*SELECTED PASSAGE*
# bunch of questions



## machracer (Jan 2, 2004)

Can you drop in a rb26 engine inside a sil-eighty or an s-13?

which is better to have?
- s-13

- Sil-eighty

and which front clip looks better for a Sil-eighty?

- S-13

- S-14

- S-15

thank you for your time

o and is it a good idea to buy a imported 240sx cus they go for under $2000 at rbmotors

and if it is an auto

and u drop in an rb26 that comes in with a stick tranny can it still intergrate into the car?


----------



## 180SX-X (Sep 21, 2003)

OH MY F***ING LORD!!!! you're so lucky i came first...dude!!! ERASE THIS POST NOW!!! if certain ppl find this, your done for...this is the worst things to ask...do yourself a favor, and use the search button, this questions been answered over and over and over...i havnt been on the forums too long, but ive prolly seen this like 30 times...also, your first questions can only be answered by you, as they say, "to each his(or her) own."


----------



## esyip (Dec 19, 2002)

machracer said:


> blah, blah, blah, blah
> 
> blah, blah
> 
> ...


you're a fucking idiot. that's all. 

valiant and altruistic attempt at trying to save him though, 180SX-X. my applause to you.


----------



## vsp3c (May 15, 2003)

180SX-X said:


> OH MY F***ING LORD!!!! you're so lucky i came first...dude!!! ERASE THIS POST NOW!!! if certain ppl find this, your done for...this is the worst things to ask


TOO LATE!!!!!!!!!!!!!!!!!!!!!!!!!!! just because i haven't flamed somebody in so long, i'll lash out on u 

1. you're probably 15 years old and doesn't know the difference between a rb26 and a rb20
2. you probably read about putting "skyline" engines in "240sx" in a monthly issue of "dricers-r-us"
3.


> and which front clip looks better for a Sil-eighty?
> 
> - S-13
> 
> ...


most retarded question i have ever seen.. ever

4.


> and is it a good idea to buy a imported 240sx cus they go for under $2000 at rbmotors


ur an idiot. you have fallen for rbmotors' scam called "sell fake JDM 240sx to ricers" here's how it works. rbmotors buy a 240sx in USA. they advertise it as "imported 240sx from JAPAN!!!" and sell it to gay ricers/noobs like u.



now to being my usual self ( nice guy  )

1. yes you can drop a rb26 into a s13 chassis
2. it doesn't matter which one you have ( s13 or sil80 ) because the only diffrerence between those two are the front end which is composed of headlights, front bumper, fenders, and hood.. it has no effect on what engine can and can't go into the car
3. "which clip looks better for a sil80"?? if you're thinking about buying a front clip from japan and swapping the front end with your 240, please don't. most clips from japan are from salvaged silvias/180sx. most of them are missing a part of there front facia if not the whole thing. most likely, you're gonna have to buy the parts separately and install them.

*WORK INSTRUCTIONS*
Duplicate a stretch of the forum thread above, starting at the words "o and is it" and stopping after the words "into the car?".

*RECORDS*
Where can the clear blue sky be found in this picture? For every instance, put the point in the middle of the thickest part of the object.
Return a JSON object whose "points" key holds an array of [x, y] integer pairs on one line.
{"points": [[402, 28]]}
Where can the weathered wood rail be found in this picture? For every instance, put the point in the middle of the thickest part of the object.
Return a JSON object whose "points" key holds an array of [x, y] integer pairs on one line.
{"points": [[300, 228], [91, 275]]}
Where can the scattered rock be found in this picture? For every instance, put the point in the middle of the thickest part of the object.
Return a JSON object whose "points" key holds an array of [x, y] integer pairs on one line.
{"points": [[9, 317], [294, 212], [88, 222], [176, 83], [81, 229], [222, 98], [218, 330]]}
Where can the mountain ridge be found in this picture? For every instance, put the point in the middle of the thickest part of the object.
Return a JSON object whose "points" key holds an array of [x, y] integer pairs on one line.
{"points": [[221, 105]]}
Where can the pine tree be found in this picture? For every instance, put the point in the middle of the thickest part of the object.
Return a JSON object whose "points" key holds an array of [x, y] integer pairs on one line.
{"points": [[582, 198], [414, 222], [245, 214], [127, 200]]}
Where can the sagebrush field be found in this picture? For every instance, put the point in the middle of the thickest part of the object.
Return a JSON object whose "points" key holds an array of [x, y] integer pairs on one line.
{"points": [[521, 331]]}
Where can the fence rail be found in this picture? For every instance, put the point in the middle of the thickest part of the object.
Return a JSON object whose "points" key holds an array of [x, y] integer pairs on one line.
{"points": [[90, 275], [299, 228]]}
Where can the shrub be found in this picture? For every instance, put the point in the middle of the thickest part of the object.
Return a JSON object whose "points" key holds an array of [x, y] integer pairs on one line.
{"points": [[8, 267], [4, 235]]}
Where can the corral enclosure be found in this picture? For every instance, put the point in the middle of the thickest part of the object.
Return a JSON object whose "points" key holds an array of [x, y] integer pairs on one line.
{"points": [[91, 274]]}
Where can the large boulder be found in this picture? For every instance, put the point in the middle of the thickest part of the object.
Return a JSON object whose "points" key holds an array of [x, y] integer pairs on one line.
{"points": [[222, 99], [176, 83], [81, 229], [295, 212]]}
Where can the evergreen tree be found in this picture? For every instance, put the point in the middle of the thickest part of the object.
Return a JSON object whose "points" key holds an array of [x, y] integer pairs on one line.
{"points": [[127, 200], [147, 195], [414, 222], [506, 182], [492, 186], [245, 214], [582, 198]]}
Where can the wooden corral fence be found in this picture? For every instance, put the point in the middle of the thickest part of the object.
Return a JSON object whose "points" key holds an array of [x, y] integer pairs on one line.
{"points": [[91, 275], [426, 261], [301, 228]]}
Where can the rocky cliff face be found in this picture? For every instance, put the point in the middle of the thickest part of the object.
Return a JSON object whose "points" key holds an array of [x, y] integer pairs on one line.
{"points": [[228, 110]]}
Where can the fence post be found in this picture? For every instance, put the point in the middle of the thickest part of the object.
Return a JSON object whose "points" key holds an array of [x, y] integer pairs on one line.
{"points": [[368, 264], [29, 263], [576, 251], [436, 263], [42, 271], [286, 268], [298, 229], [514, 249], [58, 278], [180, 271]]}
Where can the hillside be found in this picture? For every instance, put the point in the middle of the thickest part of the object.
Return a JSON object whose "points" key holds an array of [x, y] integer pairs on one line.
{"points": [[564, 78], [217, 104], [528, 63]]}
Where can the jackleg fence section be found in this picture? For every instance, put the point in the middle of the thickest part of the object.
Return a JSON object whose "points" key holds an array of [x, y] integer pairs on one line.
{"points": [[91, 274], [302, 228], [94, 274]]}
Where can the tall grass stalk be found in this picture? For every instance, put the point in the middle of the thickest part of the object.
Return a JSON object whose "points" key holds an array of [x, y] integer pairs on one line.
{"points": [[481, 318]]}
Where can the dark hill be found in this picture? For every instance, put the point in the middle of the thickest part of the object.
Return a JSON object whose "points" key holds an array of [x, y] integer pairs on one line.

*SOLUTION BELOW*
o and is it a good idea to buy a imported 240sx cus they go for under $2000 at rbmotors

and if it is an auto

and u drop in an rb26 that comes in with a stick tranny can it still intergrate into the car?